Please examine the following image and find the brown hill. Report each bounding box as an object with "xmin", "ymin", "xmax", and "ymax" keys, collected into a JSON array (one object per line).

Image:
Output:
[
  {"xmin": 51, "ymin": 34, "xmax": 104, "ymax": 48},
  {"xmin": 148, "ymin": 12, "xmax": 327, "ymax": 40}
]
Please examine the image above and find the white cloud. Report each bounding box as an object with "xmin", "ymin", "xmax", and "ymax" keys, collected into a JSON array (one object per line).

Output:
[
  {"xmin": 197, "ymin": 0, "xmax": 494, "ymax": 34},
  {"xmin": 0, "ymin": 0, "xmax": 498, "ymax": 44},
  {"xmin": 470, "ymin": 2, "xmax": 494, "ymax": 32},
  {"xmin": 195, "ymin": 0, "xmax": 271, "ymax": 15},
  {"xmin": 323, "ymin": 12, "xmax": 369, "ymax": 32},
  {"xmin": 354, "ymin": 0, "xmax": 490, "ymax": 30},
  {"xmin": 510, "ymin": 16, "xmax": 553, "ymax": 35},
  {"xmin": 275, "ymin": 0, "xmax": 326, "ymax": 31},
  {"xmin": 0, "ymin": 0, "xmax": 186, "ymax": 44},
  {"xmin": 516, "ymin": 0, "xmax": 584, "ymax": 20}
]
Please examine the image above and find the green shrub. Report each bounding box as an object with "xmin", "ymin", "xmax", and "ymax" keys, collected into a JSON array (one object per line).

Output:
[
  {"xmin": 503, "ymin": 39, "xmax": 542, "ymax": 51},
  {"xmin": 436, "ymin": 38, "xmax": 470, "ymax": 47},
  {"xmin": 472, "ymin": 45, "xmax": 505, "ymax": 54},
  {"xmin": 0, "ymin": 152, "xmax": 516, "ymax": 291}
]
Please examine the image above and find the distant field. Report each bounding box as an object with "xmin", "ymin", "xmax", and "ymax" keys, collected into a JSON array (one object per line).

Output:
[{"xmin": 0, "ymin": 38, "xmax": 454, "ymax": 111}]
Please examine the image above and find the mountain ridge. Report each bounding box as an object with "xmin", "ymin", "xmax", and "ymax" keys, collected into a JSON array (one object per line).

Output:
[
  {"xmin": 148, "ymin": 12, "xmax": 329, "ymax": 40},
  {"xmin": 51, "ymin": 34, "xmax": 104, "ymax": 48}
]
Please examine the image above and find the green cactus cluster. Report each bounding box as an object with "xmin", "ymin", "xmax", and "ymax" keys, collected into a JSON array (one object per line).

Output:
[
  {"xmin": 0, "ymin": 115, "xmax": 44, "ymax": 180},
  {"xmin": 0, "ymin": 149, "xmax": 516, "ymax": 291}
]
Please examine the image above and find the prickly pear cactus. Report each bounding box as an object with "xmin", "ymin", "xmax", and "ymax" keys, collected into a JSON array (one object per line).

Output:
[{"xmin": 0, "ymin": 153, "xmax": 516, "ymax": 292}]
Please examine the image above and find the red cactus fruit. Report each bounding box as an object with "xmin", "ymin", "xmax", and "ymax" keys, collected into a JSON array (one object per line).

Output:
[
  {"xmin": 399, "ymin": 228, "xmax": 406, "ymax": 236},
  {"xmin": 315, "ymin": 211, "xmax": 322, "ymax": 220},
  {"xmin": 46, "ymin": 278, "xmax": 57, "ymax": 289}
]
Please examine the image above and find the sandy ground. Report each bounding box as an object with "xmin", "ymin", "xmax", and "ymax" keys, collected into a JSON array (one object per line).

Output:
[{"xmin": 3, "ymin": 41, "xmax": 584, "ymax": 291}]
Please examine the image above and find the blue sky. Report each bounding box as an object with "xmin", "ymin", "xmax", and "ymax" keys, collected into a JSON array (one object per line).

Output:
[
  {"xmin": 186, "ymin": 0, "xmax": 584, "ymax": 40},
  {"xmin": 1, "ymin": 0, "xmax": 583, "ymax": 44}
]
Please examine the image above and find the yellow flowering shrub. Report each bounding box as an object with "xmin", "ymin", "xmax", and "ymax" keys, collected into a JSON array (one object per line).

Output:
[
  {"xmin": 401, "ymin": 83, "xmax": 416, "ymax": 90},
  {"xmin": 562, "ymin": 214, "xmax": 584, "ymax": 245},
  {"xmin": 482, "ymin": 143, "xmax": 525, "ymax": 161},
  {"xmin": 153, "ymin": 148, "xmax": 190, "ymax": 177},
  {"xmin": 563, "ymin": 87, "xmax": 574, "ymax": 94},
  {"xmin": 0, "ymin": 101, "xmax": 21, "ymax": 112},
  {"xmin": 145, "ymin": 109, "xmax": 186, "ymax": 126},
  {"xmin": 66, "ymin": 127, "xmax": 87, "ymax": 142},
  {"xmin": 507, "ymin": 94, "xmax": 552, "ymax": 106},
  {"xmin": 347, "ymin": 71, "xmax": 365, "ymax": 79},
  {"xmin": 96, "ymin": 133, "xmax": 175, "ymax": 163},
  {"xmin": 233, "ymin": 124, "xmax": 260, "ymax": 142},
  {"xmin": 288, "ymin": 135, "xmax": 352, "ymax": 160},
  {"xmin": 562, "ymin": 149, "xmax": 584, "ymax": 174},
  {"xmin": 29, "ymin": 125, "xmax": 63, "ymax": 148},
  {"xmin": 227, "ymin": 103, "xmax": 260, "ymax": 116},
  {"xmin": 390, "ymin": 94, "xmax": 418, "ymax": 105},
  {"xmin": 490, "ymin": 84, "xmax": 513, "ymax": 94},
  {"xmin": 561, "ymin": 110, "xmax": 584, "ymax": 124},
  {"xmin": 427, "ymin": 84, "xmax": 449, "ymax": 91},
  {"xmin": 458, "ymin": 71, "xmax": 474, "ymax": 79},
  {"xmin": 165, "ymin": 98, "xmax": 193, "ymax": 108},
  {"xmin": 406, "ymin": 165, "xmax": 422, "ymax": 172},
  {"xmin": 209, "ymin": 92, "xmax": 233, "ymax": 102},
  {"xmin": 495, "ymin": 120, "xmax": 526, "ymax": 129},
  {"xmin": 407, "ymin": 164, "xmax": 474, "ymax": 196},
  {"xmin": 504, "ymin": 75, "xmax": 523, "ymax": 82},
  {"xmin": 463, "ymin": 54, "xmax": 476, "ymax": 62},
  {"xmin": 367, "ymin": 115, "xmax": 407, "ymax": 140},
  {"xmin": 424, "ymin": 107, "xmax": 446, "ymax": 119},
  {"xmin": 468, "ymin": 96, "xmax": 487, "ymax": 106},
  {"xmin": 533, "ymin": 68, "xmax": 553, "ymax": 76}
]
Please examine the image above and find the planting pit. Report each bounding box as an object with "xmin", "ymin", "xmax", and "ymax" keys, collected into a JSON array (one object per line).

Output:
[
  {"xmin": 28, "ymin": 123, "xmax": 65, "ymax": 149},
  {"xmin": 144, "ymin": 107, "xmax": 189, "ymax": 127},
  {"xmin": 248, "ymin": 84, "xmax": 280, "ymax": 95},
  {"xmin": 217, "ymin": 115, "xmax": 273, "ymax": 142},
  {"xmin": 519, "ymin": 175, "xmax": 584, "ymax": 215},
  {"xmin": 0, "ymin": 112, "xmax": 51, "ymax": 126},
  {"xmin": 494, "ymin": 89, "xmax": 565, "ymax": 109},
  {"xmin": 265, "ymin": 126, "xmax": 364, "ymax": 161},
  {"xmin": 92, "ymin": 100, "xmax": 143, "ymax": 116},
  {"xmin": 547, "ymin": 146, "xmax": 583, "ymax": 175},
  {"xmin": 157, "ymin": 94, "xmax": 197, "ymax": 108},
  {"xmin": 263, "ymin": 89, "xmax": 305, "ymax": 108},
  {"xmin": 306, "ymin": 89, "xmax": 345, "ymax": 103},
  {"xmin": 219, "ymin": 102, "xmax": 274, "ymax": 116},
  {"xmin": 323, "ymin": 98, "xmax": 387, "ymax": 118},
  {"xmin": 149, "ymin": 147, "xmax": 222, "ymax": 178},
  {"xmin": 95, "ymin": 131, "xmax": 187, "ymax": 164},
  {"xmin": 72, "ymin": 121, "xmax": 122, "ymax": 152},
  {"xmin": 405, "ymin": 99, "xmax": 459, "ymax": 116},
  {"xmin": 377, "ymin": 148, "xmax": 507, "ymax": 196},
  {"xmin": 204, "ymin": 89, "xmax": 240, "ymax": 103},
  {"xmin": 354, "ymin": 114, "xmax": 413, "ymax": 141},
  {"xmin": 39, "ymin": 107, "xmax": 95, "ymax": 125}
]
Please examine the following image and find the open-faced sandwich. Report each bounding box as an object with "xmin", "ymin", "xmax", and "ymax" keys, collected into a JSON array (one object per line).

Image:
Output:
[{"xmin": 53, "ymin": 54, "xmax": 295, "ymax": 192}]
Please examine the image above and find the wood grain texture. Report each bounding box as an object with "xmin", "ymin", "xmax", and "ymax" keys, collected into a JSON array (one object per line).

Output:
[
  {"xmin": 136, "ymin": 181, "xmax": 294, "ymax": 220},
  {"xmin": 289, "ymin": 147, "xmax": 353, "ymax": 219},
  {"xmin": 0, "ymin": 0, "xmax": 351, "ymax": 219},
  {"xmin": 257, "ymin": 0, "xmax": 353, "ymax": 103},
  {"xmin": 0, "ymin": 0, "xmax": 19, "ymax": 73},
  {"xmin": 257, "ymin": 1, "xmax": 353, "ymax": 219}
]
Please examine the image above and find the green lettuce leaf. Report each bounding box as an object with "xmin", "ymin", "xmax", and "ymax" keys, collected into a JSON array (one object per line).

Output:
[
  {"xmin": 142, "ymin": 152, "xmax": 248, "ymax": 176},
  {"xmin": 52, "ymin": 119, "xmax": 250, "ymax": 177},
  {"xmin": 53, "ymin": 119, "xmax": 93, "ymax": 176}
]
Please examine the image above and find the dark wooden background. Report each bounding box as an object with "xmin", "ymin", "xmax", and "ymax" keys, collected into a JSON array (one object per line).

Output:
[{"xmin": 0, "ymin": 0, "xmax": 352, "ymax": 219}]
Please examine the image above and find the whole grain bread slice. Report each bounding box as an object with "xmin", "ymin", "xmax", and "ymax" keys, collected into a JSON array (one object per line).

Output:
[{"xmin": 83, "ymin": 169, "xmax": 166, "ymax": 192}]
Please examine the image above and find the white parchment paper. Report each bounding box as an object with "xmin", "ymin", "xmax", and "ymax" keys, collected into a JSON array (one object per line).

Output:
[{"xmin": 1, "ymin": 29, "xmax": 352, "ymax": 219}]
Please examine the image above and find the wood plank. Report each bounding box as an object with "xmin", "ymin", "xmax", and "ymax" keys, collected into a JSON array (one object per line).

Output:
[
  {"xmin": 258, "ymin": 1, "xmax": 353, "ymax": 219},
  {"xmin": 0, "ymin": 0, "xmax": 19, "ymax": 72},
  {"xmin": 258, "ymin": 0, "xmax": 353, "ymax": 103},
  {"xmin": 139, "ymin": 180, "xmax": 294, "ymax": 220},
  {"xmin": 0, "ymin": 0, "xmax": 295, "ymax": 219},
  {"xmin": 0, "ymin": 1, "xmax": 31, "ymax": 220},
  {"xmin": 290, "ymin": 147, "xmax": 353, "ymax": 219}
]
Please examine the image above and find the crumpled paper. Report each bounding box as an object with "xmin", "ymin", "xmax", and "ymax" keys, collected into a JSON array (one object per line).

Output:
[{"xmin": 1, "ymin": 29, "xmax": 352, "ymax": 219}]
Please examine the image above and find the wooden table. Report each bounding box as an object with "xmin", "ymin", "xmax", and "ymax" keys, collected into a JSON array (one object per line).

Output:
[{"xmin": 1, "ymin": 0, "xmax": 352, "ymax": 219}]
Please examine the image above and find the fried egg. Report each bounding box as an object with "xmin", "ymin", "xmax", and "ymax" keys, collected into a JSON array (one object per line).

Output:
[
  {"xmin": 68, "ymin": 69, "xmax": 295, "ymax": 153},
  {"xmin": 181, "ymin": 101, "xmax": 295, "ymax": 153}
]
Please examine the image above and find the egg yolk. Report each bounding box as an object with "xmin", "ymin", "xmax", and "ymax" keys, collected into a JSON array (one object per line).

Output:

Required action: Read through the entries and copy each line in which "grain" appears.

Response area:
Please examine the image above and find the wood grain texture. Report each bounding box as an object with "xmin", "ymin", "xmax", and "ymax" keys, collected into a JSON array (one object per line).
Please examine the image above and find the whole grain bread slice. Report each bounding box as an object with "xmin", "ymin", "xmax", and "ymax" keys, collected into a JSON array (one object per line).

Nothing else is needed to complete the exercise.